* [SUPPLIED MATERIAL]
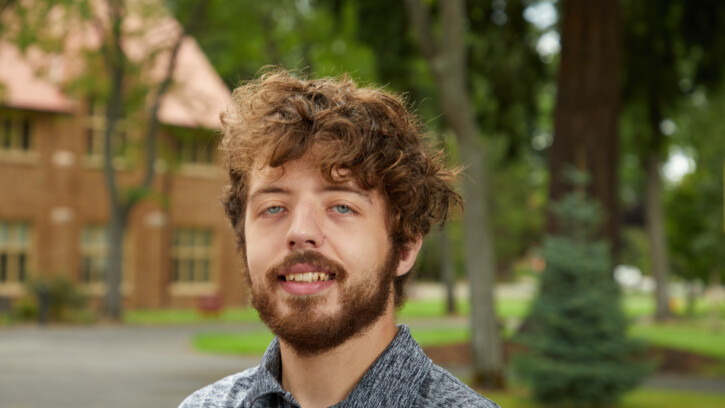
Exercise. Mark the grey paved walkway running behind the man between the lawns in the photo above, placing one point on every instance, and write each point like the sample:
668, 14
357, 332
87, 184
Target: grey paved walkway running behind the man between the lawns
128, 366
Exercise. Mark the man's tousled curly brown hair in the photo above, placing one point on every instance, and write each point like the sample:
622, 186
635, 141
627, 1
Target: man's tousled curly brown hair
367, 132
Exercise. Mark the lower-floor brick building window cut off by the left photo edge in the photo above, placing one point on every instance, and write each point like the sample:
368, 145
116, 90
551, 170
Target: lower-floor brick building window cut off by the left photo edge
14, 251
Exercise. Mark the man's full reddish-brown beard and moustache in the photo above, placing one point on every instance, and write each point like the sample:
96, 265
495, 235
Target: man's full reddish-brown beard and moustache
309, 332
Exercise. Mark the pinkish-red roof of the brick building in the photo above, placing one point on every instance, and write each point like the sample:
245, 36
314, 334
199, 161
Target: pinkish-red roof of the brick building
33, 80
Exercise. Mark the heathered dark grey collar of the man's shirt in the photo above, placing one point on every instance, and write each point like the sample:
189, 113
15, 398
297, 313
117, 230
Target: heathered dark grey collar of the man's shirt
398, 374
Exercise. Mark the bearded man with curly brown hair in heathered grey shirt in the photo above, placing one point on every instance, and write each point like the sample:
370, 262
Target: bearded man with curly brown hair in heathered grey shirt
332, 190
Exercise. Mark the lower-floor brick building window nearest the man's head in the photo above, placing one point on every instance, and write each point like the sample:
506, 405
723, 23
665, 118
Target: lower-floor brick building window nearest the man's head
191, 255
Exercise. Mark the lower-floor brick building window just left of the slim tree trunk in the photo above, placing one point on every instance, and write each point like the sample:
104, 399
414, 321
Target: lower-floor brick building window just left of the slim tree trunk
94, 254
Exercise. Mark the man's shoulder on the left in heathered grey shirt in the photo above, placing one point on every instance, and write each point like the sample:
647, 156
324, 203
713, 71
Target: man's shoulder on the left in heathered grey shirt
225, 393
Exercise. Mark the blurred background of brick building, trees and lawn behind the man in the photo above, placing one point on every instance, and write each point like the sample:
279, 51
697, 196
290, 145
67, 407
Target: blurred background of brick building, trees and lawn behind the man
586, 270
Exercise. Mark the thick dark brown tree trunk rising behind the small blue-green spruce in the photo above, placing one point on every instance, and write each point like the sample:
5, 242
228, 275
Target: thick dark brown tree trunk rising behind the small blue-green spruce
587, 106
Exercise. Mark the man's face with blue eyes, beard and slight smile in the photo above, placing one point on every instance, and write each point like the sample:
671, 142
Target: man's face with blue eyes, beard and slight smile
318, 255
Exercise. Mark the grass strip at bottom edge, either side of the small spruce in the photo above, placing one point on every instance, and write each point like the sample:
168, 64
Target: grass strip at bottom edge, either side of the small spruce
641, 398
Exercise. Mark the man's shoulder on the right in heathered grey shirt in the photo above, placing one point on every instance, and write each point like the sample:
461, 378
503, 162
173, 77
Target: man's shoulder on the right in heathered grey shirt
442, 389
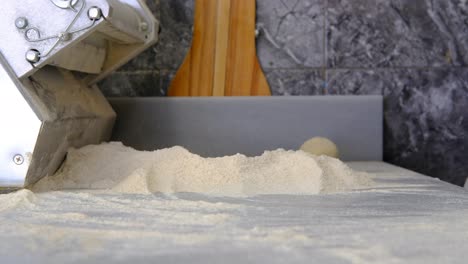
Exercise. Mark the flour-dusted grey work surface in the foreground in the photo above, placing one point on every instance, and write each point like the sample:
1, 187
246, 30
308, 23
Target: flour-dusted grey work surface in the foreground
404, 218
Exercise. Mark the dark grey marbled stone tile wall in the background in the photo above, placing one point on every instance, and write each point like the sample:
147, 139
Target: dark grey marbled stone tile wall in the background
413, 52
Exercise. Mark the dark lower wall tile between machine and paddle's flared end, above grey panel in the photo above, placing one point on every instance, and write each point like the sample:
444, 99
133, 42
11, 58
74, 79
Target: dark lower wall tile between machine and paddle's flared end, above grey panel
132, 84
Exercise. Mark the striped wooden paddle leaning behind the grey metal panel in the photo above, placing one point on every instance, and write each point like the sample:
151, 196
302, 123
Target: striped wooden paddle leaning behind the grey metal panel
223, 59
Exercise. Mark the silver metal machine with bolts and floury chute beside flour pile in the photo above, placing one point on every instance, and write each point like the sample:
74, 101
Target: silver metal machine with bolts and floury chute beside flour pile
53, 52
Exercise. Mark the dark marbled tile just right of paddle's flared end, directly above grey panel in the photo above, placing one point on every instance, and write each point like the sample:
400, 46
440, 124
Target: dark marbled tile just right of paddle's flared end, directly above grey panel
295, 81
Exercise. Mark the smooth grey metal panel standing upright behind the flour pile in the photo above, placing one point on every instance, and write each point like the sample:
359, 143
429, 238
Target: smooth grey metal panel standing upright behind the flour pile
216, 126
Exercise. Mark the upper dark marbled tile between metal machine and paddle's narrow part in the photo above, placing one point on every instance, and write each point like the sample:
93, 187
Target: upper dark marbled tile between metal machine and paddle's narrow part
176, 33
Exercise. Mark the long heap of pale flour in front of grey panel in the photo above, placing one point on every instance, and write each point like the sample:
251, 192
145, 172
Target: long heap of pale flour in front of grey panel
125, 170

* [YOUR TASK]
The records above are to be retyped exactly, with every picture left out.

* [SOLUTION TO THE EXERCISE]
Exercise. Mark the grey paved walkway running behind the man between the lawns in the photo above, placing one point on every instance, and write each point like the sample:
668, 14
357, 332
87, 184
Target: grey paved walkway running behind the man between the lawns
128, 366
Exercise. Mark the man's tousled curly brown hair in the photo above, placing one point on every instance, and write each point like the sample:
622, 186
635, 141
627, 1
Target: man's tousled curly brown hair
367, 132
Exercise. Mark the lower-floor brick building window cut off by the left photo edge in the photo above, placing one point on every instance, and write each point like the sample:
368, 145
116, 90
551, 170
Target: lower-floor brick building window cut off by the left photo edge
14, 251
Exercise. Mark the man's full reddish-brown beard and moustache in the photo above, placing one point on every instance, and write each point like the sample:
96, 265
495, 235
Target: man's full reddish-brown beard and moustache
309, 332
Exercise. Mark the pinkish-red roof of the brick building in the photo above, placing one point on every instance, and write each point like the sample:
245, 36
314, 334
199, 161
Target: pinkish-red roof of the brick building
33, 80
Exercise. Mark the heathered dark grey collar of the man's shirt in the photo above, placing one point on every instance, and write each point like the sample:
189, 113
15, 398
297, 313
117, 230
Target: heathered dark grey collar of the man's shirt
398, 374
Exercise. Mark the bearded man with curly brown hair in heathered grey shirt in the photo above, placing one point on every instance, and write each point like the sample:
370, 262
Target: bearded man with curly brown hair in heathered grey shirt
332, 190
Exercise. Mark the lower-floor brick building window nearest the man's head in the photo above, placing one point on every instance, and write each point like the sample:
506, 405
723, 23
665, 118
Target: lower-floor brick building window nearest the man's head
191, 255
Exercise. Mark the lower-floor brick building window just left of the slim tree trunk in the photo above, placing one point on every instance, and write each point like the sample:
104, 399
414, 321
Target: lower-floor brick building window just left of the slim tree trunk
94, 254
Exercise. Mark the man's shoulder on the left in heathered grey shirt in the photo above, placing one point on every instance, and write each point like the sample:
647, 156
324, 203
713, 71
Target: man's shoulder on the left in heathered grey shirt
225, 393
Exercise. Mark the blurred background of brick building, trees and lawn behind the man in the photo above, placing one point on every instance, and write each point like the sample:
279, 51
697, 196
290, 145
67, 407
Target: blurred background of brick building, trees and lawn behind the man
586, 270
Exercise. Mark the thick dark brown tree trunk rising behind the small blue-green spruce in the photo above, placing one point on every instance, and write each point like the sample:
5, 242
228, 275
Target: thick dark brown tree trunk rising behind the small blue-green spruce
587, 106
Exercise. Mark the man's face with blue eyes, beard and slight smile in the photo above, placing one point on every instance, and write each point like the sample:
671, 142
Target: man's face with blue eyes, beard and slight smile
318, 255
Exercise. Mark the grass strip at bottom edge, either side of the small spruce in the photo above, placing one point on every instance, and write each point like the sample:
168, 64
Target: grass strip at bottom edge, either side of the small spruce
641, 398
Exercise. Mark the man's shoulder on the right in heathered grey shirt in the photo above, placing one point on every instance, and write each point like the sample:
461, 378
503, 162
173, 77
Target: man's shoulder on the right in heathered grey shirt
442, 389
Exercise. Mark the flour-dusted grey work surface in the foreground in the photo above, placing one point on every instance, and write each point like the sample:
1, 187
246, 30
308, 23
Target: flour-dusted grey work surface in the foreground
404, 218
Exercise. Mark the dark grey marbled stone tile wall in the background in the photo above, placing one point on every instance, and write each point like the sample:
147, 139
Target: dark grey marbled stone tile wall in the background
413, 52
Exercise. Mark the dark lower wall tile between machine and paddle's flared end, above grey panel in the photo above, placing one point on every instance, and write each point like the sample:
444, 99
133, 42
11, 58
74, 79
Target: dark lower wall tile between machine and paddle's flared end, above grey panel
132, 84
Exercise. Mark the striped wooden paddle leaning behind the grey metal panel in the photo above, placing one point on every instance, and write each point like the sample:
151, 196
302, 123
Target: striped wooden paddle leaning behind the grey metal panel
223, 59
Exercise. Mark the silver metal machine with bolts and floury chute beside flour pile in the photo above, placing one point on every instance, and write each point like the sample:
74, 101
Target: silver metal machine with bolts and floury chute beside flour pile
53, 52
Exercise. Mark the dark marbled tile just right of paddle's flared end, directly above grey panel in the photo above, placing one point on every instance, and write each point like the sample:
400, 46
440, 124
Target: dark marbled tile just right of paddle's flared end, directly above grey panel
295, 81
Exercise. Mark the smooth grey metal panel standing upright behind the flour pile in the photo above, placing one point on every instance, and write each point like the sample:
359, 143
429, 238
Target: smooth grey metal panel standing upright behind the flour pile
216, 126
Exercise. Mark the upper dark marbled tile between metal machine and paddle's narrow part in the photo above, placing one point on every instance, and write each point like the sample:
93, 187
Target: upper dark marbled tile between metal machine and paddle's narrow part
176, 33
Exercise. Mark the long heap of pale flour in front of grey panel in the photo above, placing one point on every instance, and write each point like the sample:
251, 192
145, 172
Target: long heap of pale flour in front of grey panel
125, 170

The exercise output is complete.